§ **GIVEN EXERCISE**
Please print the data below without changes, starting at the line that contains "Put a dot on every instance of the dark trousers" and ending at the end of the data. Leave out the pictures.

§ **DATA ENTRIES**
—————
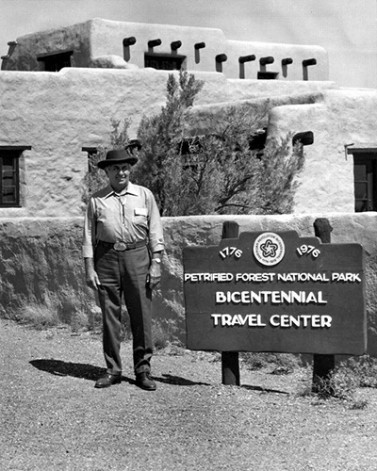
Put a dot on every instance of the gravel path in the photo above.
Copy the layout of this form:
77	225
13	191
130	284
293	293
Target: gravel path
52	418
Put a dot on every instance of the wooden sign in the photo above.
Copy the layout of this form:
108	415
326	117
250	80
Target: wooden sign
275	292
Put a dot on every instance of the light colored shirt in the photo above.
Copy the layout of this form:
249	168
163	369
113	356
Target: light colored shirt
129	217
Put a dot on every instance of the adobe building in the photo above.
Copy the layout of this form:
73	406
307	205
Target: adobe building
59	90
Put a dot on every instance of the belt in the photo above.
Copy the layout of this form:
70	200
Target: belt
122	246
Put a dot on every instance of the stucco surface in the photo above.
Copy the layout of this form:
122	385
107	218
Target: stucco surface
41	264
58	114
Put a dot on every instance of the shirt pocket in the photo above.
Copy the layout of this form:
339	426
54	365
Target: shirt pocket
140	217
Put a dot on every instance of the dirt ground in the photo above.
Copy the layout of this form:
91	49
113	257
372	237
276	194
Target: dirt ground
52	418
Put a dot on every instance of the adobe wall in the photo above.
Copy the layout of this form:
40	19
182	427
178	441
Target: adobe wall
41	267
99	38
58	114
336	117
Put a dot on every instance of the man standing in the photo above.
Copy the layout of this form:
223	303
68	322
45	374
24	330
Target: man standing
122	247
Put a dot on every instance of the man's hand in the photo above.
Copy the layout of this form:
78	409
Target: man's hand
92	279
154	275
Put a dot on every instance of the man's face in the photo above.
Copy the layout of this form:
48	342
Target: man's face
118	175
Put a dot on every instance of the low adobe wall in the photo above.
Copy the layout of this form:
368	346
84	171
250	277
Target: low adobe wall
41	264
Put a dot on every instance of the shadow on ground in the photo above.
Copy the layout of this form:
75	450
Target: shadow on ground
92	373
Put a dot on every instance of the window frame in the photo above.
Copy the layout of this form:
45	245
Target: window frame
365	156
15	153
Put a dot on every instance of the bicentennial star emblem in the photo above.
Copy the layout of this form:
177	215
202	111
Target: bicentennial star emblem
269	248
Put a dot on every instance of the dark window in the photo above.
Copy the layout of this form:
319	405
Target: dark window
55	62
365	177
163	61
9	182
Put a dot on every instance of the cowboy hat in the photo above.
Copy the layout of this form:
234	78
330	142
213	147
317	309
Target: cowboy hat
118	156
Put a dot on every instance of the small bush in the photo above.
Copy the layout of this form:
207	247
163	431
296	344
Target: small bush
281	363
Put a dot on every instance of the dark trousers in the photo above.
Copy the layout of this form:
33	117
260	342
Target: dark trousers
125	274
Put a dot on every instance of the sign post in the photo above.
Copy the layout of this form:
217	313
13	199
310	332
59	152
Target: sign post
274	292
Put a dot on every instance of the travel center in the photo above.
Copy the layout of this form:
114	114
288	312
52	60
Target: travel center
275	292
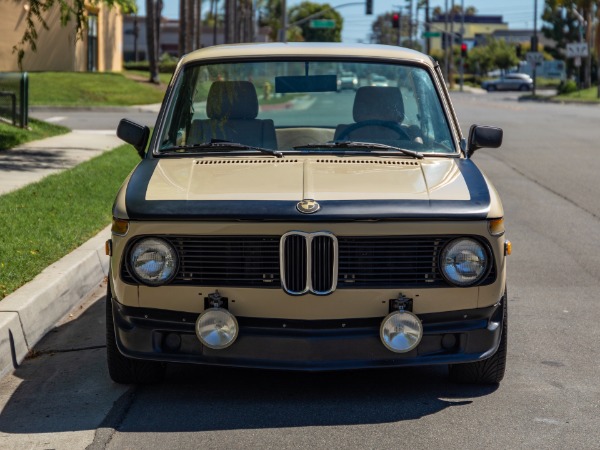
—————
§ **REPLY**
Put a dot on every instance of the dark trousers in the photo above.
Copy the layout of this form:
33	117
260	342
Target: dark trousers
125	274
Put a dot on every instance of the sign post in the photo above.
Copy the layout of this form:
217	313
13	199
310	332
59	152
Target: sign post
274	292
Put a dot on every instance of the travel center in the photo above.
Copy the layout of this form:
114	114
288	312
52	60
Target: travel center
275	292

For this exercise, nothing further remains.